## Your instructions:
Reproduce every one of the items below word for word, leaving nothing out and changing nothing.

Begin Listing

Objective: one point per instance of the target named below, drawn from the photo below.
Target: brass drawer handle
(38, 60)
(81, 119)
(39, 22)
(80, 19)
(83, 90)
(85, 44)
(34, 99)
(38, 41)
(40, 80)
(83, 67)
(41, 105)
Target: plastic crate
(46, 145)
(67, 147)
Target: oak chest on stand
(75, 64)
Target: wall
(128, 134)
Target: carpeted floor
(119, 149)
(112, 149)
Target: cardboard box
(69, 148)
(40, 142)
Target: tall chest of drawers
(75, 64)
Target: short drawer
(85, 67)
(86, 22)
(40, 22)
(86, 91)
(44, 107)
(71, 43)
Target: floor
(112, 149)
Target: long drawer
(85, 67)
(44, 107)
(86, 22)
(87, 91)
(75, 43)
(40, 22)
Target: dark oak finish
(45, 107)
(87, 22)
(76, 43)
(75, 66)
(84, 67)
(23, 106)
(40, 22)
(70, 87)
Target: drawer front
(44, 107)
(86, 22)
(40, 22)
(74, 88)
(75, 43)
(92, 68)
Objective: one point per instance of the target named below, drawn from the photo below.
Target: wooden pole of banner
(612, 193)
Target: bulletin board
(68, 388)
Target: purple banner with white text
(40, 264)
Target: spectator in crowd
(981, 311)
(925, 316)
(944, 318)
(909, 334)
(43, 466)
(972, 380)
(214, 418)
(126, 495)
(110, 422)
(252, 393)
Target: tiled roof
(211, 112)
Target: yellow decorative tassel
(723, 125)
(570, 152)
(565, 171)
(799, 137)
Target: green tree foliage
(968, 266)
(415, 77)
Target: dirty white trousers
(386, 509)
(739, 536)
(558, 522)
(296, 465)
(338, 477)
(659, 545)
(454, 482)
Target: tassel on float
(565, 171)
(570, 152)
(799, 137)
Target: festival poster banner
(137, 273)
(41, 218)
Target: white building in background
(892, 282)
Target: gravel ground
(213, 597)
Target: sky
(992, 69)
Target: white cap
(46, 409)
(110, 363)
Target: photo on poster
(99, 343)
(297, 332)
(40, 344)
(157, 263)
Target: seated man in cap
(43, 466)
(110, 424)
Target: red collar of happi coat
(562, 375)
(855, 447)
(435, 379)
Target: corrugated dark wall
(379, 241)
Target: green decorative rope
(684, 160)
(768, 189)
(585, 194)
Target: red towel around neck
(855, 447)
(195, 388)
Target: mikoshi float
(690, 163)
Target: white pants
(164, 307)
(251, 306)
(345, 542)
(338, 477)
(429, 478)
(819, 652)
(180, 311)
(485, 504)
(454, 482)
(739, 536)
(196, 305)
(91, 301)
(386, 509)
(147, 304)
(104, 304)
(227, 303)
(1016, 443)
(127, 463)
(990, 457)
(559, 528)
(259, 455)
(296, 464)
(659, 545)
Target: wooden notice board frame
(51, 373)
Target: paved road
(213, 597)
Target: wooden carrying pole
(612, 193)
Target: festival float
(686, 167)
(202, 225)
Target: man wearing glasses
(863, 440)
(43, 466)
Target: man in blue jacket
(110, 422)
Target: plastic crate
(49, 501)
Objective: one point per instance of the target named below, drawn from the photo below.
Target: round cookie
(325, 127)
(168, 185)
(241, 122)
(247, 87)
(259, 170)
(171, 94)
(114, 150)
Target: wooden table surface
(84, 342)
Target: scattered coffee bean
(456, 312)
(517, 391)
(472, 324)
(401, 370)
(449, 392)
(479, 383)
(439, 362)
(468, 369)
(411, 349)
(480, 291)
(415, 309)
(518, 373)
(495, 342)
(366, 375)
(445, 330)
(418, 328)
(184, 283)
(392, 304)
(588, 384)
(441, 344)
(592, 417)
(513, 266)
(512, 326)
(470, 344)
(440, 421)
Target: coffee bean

End Listing

## Output for this task:
Objective: one point per instance of the target named below, drawn from the photo below.
Target: brass drawer handle
(38, 60)
(81, 119)
(39, 22)
(80, 19)
(83, 90)
(85, 44)
(34, 99)
(38, 41)
(40, 80)
(83, 67)
(41, 105)
Target: plastic crate
(46, 145)
(67, 147)
Target: oak chest on stand
(75, 64)
Target: wall
(128, 134)
Target: carpeted floor
(119, 149)
(112, 149)
Target: cardboard box
(69, 148)
(40, 142)
Target: tall chest of drawers
(75, 64)
Target: short drawer
(85, 67)
(86, 22)
(40, 22)
(86, 91)
(44, 107)
(71, 43)
Target: floor
(112, 149)
Target: long drawer
(85, 67)
(44, 107)
(86, 22)
(87, 91)
(75, 43)
(40, 22)
Target: dark oak finish
(45, 107)
(87, 22)
(76, 43)
(75, 66)
(84, 67)
(23, 106)
(40, 22)
(70, 87)
Target: drawer front
(44, 107)
(86, 22)
(40, 22)
(74, 88)
(75, 43)
(92, 68)
Objective: one point per instance of the target named below, drawn from the photo below.
Target: wooden pole of banner
(612, 193)
Target: bulletin board
(68, 388)
Target: purple banner with white text
(40, 264)
Target: spectator in crowd
(981, 311)
(925, 316)
(944, 318)
(909, 334)
(43, 466)
(972, 380)
(214, 418)
(126, 495)
(110, 422)
(252, 393)
Target: tiled roof
(211, 112)
Target: yellow decorative tassel
(723, 125)
(570, 152)
(565, 171)
(799, 137)
Target: green tree foliage
(968, 266)
(415, 77)
Target: dirty white trousers
(386, 509)
(739, 536)
(558, 522)
(296, 465)
(338, 477)
(659, 545)
(454, 482)
Target: tassel on float
(565, 171)
(570, 152)
(799, 137)
Target: festival poster banner
(137, 273)
(41, 218)
Target: white building in background
(892, 282)
Target: gravel ground
(213, 597)
Target: sky
(992, 69)
Target: white cap
(46, 409)
(110, 363)
Target: photo on poster
(99, 343)
(297, 332)
(40, 344)
(157, 263)
Target: seated man in cap
(43, 466)
(110, 424)
Target: red collar of happi coat
(562, 375)
(855, 447)
(435, 379)
Target: corrugated dark wall
(379, 241)
Target: green decorative rope
(684, 160)
(768, 189)
(585, 194)
Target: red towel around neck
(855, 447)
(195, 388)
Target: mikoshi float
(690, 163)
Target: white pants
(164, 307)
(251, 306)
(345, 542)
(338, 477)
(429, 478)
(819, 652)
(180, 311)
(485, 504)
(454, 482)
(739, 536)
(196, 305)
(91, 301)
(386, 509)
(147, 304)
(104, 304)
(227, 303)
(1016, 443)
(127, 463)
(990, 457)
(559, 528)
(259, 455)
(296, 464)
(659, 545)
Target: wooden notice board frame
(51, 373)
Target: paved road
(213, 597)
Target: wooden carrying pole
(612, 193)
Target: festival float
(686, 167)
(202, 225)
Target: man wearing glasses
(863, 440)
(43, 466)
Target: man in blue jacket
(110, 422)
Target: plastic crate
(49, 501)
Objective: one point per instance of the target named below, drawn from the photo below.
Target: round cookie
(325, 127)
(168, 185)
(241, 122)
(247, 87)
(259, 170)
(171, 94)
(114, 150)
Target: wooden table surface
(84, 342)
Target: scattered coffee bean
(456, 312)
(517, 391)
(472, 324)
(401, 370)
(449, 392)
(479, 383)
(439, 362)
(468, 369)
(411, 349)
(480, 291)
(415, 309)
(518, 373)
(495, 342)
(366, 375)
(445, 330)
(418, 328)
(184, 283)
(392, 304)
(588, 384)
(441, 344)
(592, 417)
(513, 266)
(512, 326)
(470, 344)
(440, 421)
Target: coffee bean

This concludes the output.